▶ [What to produce]:
Could you write out the site-analyser package metadata below in full, word for word?

▶ [Page excerpt]:
════════════════════
Metadata-Version: 2.4
Name: site-analyser
Version: 0.1.0
Summary: Site-quality signals for a deployed URL or a local static-site dir — accessibility, structure, SEO, link health, framework detection, validity
Project-URL: Homepage, https://github.com/michael-borck/site-analyser
Project-URL: Repository, https://github.com/michael-borck/site-analyser
Project-URL: Issues, https://github.com/michael-borck/site-analyser/issues
Author-email: Michael Borck <michael.borck@curtin.edu.au>
License: MIT
License-File: LICENSE
Keywords: accessibility,analysis,crawler,lens,lighthouse,seo,wcag,website
Classifier: Development Status :: 3 - Alpha
Classifier: Intended Audience :: Developers
Classifier: License :: OSI Approved :: MIT License
Classifier: Programming Language :: Python :: 3
Classifier: Programming Language :: Python :: 3.11
Classifier: Programming Language :: Python :: 3.12
Requires-Python: >=3.11
Requires-Dist: beautifulsoup4>=4.12.0
Requires-Dist: fastapi>=0.109.0
Requires-Dist: html5lib>=1.1
Requires-Dist: httpx>=0.26.0
Requires-Dist: lens-contract>=0.2.0
Requires-Dist: python-multipart>=0.0.9
Requires-Dist: rich>=13.7.0
Requires-Dist: uvicorn[standard]>=0.27.0
Provides-Extra: dev
Requires-Dist: pytest-cov>=4.0.0; extra == 'dev'
Requires-Dist: pytest>=8.0.0; extra == 'dev'
Requires-Dist: respx>=0.21.0; extra == 'dev'
Description-Content-Type: text/markdown

# site-analyser

**Site-quality signals** for a deployed URL or a local static-site directory — the
[lens-family](https://github.com/michael-borck/lens-analysers) member that reads a *rendered/deployed*
website rather than its source files.
════════════════════
▶ [Extracted entries]:
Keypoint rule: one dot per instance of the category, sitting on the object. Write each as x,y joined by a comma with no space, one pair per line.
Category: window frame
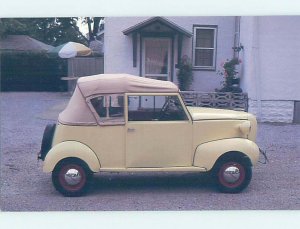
97,116
156,94
207,27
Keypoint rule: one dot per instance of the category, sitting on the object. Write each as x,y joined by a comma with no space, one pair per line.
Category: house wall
270,71
118,47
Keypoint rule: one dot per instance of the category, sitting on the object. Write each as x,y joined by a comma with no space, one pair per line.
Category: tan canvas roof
78,112
121,83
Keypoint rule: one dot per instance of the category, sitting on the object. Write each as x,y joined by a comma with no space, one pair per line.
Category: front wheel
════════════════════
▶ [Answer below]:
Metadata-Version: 2.4
Name: site-analyser
Version: 0.1.0
Summary: Site-quality signals for a deployed URL or a local static-site dir — accessibility, structure, SEO, link health, framework detection, validity
Project-URL: Homepage, https://github.com/michael-borck/site-analyser
Project-URL: Repository, https://github.com/michael-borck/site-analyser
Project-URL: Issues, https://github.com/michael-borck/site-analyser/issues
Author-email: Michael Borck <michael.borck@curtin.edu.au>
License: MIT
License-File: LICENSE
Keywords: accessibility,analysis,crawler,lens,lighthouse,seo,wcag,website
Classifier: Development Status :: 3 - Alpha
Classifier: Intended Audience :: Developers
Classifier: License :: OSI Approved :: MIT License
Classifier: Programming Language :: Python :: 3
Classifier: Programming Language :: Python :: 3.11
Classifier: Programming Language :: Python :: 3.12
Requires-Python: >=3.11
Requires-Dist: beautifulsoup4>=4.12.0
Requires-Dist: fastapi>=0.109.0
Requires-Dist: html5lib>=1.1
Requires-Dist: httpx>=0.26.0
Requires-Dist: lens-contract>=0.2.0
Requires-Dist: python-multipart>=0.0.9
Requires-Dist: rich>=13.7.0
Requires-Dist: uvicorn[standard]>=0.27.0
Provides-Extra: dev
Requires-Dist: pytest-cov>=4.0.0; extra == 'dev'
Requires-Dist: pytest>=8.0.0; extra == 'dev'
Requires-Dist: respx>=0.21.0; extra == 'dev'
Description-Content-Type: text/markdown

# site-analyser

**Site-quality signals** for a deployed URL or a local static-site directory — the
[lens-family](https://github.com/michael-borck/lens-analysers) member that reads a *rendered/deployed*
website rather than its source files.